* [Your objective]: Add 10 to every bounding box coordinate in the answers of the data between the lines holding "boot by giving the bounding box." and "[295,32,304,46]", inclusive, and write out all of those lines again with the new values.

——

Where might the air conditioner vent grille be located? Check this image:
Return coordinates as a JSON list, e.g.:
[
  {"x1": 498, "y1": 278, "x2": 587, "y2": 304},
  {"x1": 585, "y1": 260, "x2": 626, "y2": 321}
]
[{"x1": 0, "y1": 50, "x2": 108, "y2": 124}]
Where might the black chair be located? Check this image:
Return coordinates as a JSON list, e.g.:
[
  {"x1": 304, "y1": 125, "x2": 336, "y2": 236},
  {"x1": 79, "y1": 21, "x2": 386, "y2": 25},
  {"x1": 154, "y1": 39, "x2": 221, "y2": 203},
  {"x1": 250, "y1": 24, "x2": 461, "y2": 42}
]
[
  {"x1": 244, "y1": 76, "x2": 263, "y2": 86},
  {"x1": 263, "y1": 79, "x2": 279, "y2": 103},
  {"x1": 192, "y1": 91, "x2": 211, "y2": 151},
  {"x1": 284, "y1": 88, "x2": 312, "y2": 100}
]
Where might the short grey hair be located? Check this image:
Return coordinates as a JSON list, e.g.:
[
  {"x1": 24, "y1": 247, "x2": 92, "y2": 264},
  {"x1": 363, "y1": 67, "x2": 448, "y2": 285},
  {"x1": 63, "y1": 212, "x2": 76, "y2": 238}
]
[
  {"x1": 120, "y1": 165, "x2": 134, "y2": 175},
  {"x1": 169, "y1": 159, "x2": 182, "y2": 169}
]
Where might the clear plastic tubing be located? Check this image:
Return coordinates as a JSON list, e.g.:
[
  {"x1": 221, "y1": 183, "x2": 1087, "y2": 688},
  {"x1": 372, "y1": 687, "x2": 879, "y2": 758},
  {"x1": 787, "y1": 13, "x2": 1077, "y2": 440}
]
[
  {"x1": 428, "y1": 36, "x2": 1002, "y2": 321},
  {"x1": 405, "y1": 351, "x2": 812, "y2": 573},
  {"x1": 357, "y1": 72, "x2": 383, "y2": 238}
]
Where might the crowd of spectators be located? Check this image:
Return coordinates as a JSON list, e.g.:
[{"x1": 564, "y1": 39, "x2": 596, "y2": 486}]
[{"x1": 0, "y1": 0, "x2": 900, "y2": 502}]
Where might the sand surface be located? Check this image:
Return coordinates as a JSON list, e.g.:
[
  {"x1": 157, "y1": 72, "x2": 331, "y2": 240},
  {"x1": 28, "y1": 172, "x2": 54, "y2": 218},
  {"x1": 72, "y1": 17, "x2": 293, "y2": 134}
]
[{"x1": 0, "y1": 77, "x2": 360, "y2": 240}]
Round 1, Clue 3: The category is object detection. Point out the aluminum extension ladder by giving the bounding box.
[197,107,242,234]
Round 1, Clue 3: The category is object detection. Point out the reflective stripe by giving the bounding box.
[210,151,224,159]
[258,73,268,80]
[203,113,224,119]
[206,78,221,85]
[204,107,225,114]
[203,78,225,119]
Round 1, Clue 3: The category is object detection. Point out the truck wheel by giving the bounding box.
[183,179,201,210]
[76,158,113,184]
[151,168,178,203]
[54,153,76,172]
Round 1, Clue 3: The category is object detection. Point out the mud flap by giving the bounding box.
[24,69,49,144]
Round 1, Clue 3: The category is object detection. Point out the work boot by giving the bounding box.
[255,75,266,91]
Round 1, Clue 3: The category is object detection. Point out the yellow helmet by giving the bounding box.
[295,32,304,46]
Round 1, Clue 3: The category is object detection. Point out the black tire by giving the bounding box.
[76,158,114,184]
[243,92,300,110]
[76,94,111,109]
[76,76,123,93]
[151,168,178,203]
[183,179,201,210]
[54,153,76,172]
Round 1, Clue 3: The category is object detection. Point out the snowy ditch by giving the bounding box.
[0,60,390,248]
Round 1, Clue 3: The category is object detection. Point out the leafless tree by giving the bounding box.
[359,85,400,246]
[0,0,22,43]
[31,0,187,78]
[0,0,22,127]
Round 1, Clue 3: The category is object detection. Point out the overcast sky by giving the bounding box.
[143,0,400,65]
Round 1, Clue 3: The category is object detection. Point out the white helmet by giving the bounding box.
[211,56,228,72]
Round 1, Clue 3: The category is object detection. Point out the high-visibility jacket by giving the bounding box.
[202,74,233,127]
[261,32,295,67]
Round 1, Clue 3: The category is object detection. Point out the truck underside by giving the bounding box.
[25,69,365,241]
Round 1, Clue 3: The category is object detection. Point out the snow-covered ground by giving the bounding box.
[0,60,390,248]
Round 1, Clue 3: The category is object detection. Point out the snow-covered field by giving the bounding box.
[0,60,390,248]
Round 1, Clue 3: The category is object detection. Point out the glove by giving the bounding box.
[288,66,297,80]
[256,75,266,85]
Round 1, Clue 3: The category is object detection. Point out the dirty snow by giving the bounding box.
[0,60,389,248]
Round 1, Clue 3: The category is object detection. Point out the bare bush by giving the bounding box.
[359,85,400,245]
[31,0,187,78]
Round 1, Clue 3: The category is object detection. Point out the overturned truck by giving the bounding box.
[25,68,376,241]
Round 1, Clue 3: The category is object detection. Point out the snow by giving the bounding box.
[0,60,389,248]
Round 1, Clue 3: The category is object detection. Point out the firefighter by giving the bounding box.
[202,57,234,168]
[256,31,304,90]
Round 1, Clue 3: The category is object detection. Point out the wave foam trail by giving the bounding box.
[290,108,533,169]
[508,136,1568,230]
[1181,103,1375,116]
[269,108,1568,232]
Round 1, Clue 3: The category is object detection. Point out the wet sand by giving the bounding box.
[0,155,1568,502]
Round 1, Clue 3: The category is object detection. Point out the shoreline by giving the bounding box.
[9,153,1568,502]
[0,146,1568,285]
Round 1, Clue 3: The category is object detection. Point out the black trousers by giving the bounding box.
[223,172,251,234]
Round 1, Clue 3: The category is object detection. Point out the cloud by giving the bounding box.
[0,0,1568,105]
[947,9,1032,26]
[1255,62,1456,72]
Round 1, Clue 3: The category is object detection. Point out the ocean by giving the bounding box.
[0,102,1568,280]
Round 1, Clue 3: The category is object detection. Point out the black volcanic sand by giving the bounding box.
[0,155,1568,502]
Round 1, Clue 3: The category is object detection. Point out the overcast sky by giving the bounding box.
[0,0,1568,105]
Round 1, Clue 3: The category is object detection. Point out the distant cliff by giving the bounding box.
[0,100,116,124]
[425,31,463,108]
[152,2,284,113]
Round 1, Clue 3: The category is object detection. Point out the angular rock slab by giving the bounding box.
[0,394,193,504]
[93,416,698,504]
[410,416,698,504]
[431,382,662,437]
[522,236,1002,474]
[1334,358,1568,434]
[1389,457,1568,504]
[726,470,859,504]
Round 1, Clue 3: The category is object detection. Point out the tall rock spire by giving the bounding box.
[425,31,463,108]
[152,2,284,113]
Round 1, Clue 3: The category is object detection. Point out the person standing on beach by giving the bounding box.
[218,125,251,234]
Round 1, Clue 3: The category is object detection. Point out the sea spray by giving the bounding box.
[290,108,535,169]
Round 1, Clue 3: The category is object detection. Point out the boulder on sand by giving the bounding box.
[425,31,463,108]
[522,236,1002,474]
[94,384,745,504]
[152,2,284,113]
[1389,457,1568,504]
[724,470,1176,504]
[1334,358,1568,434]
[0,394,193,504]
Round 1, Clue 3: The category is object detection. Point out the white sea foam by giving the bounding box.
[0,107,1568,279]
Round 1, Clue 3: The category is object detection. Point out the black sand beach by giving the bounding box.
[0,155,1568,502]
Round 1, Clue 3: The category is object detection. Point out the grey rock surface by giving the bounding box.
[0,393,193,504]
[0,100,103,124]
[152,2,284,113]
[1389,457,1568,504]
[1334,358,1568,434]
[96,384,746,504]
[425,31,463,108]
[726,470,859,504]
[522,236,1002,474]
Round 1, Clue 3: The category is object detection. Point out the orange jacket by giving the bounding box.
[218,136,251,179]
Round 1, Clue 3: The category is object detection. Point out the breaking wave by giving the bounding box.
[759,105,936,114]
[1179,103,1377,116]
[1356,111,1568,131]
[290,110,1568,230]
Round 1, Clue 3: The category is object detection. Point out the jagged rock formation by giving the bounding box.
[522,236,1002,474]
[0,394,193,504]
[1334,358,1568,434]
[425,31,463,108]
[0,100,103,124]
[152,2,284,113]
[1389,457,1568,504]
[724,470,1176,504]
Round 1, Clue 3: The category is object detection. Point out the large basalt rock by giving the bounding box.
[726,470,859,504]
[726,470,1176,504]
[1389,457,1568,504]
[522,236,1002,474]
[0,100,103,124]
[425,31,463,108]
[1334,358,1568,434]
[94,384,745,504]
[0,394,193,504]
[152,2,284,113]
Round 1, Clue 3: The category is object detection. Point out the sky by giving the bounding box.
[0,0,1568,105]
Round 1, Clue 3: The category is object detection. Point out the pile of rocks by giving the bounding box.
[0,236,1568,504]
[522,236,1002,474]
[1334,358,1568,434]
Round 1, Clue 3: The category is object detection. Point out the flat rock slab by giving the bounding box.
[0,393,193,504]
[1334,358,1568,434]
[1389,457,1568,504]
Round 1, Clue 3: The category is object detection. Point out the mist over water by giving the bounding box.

——

* [Solution]:
Round 1, Clue 3: The category is object detection. Point out the work boot by giving the bounding box.
[265,85,276,101]
Round 1, Clue 3: The category is object detection. Point out the yellow helmet by giving the bounding box.
[305,42,314,56]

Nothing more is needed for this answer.